▽

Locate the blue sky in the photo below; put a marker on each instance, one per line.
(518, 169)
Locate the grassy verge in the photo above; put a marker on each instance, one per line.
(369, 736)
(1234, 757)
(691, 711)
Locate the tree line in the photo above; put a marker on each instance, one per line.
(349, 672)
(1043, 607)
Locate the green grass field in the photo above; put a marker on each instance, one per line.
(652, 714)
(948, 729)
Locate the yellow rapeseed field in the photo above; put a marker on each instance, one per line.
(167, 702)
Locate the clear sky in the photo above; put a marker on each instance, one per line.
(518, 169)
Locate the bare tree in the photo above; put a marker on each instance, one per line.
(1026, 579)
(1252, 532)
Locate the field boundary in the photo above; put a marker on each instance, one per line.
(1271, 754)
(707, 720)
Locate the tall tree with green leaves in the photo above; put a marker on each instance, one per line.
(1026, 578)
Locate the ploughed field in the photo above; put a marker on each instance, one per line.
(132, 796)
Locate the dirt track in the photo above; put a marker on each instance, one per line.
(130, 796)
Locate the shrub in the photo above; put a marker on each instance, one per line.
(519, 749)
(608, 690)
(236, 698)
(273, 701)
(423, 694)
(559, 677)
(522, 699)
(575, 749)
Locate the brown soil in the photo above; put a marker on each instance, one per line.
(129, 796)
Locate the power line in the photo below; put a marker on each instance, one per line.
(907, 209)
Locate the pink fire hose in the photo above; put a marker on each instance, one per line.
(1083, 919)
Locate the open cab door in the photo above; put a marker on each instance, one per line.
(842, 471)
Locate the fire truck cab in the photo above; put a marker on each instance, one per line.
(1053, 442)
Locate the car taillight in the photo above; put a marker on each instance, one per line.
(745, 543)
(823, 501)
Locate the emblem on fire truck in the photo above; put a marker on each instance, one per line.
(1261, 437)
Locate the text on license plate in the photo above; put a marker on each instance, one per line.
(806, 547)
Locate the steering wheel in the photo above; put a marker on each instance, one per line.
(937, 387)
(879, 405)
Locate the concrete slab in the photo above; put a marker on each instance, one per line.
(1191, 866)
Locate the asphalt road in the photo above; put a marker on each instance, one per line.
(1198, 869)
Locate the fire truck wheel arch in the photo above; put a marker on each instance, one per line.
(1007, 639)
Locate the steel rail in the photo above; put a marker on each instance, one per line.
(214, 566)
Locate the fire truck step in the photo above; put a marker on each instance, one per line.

△

> _Exercise brief_:
Extract all of the rows above and reproduce each one word for word, in the same order.

> _Result_:
Locate the blue sky in the photo below; put a marker on each instance, one per line.
(518, 169)
Locate the grassy verge in the photo above; put a marker on each instance, one per line.
(369, 736)
(1234, 757)
(691, 711)
Locate the tree line in the photo above; put a marker on each instance, one per line.
(349, 672)
(1043, 607)
Locate the green grass field in the photo above; put a marker on each instance, one per line.
(652, 714)
(948, 729)
Locate the yellow rapeseed field in the photo above; put a marker on each instance, one per line.
(167, 702)
Locate the clear sky in the photo above; put a marker on each instance, one per line.
(518, 169)
Locate the bare tree in the photo above; put a marker on each instance, one per line.
(1026, 579)
(1252, 532)
Locate the field boundary in the photo above; put a marker on each instance, one per line.
(1271, 754)
(707, 720)
Locate the tall tree with green leaves in the photo above; put a marker on each instance, one per line.
(1026, 578)
Locate the ploughed field in the photo above; put a marker on each instance, one per line.
(132, 796)
Locate the dirt track in the photo above; put a marker on each instance, one per line.
(130, 796)
Locate the shrub in the photo above; put a marker on each instance, one per line.
(519, 749)
(608, 690)
(236, 698)
(273, 701)
(423, 694)
(559, 677)
(522, 699)
(575, 749)
Locate the brown soil in the photo above; put a marker on each instance, one per line.
(129, 796)
Locate the power line in the photo below; put a marker on each instance, one per line.
(907, 209)
Locate the pink fire hose in the photo above; put a marker on each instance, one per line.
(1083, 919)
Locate the open cab door in the photo above; put a marker on each instance, one per line.
(842, 471)
Locate the fire truck cab in the photo above; put a marker on each instance, one per line.
(1053, 442)
Locate the car taillight in the photo above; put a marker on each instance, one per line.
(745, 543)
(823, 501)
Locate the emblem on fire truck in the photo above; put a marker on each instance, one per line.
(1261, 437)
Locate the text on license plate in the photo above; put a marker on each instance, one per line.
(806, 547)
Locate the steering wheel in the photo above; put a marker on each instance, one per line.
(937, 387)
(879, 405)
Locate the concrete slab in the photo above; put a marker on each instance, one per line.
(1191, 866)
Locate the asphalt road in the photo above; put a marker on each instance, one per line.
(1198, 869)
Locate the fire truck wheel arch in the photo above; put a marker on each instance, one per line.
(1007, 639)
Locate the steel rail in the photo above; put a marker on each instance, one per line.
(214, 566)
Locate the fire truck step in the photo above; put a marker on each instance, one per line.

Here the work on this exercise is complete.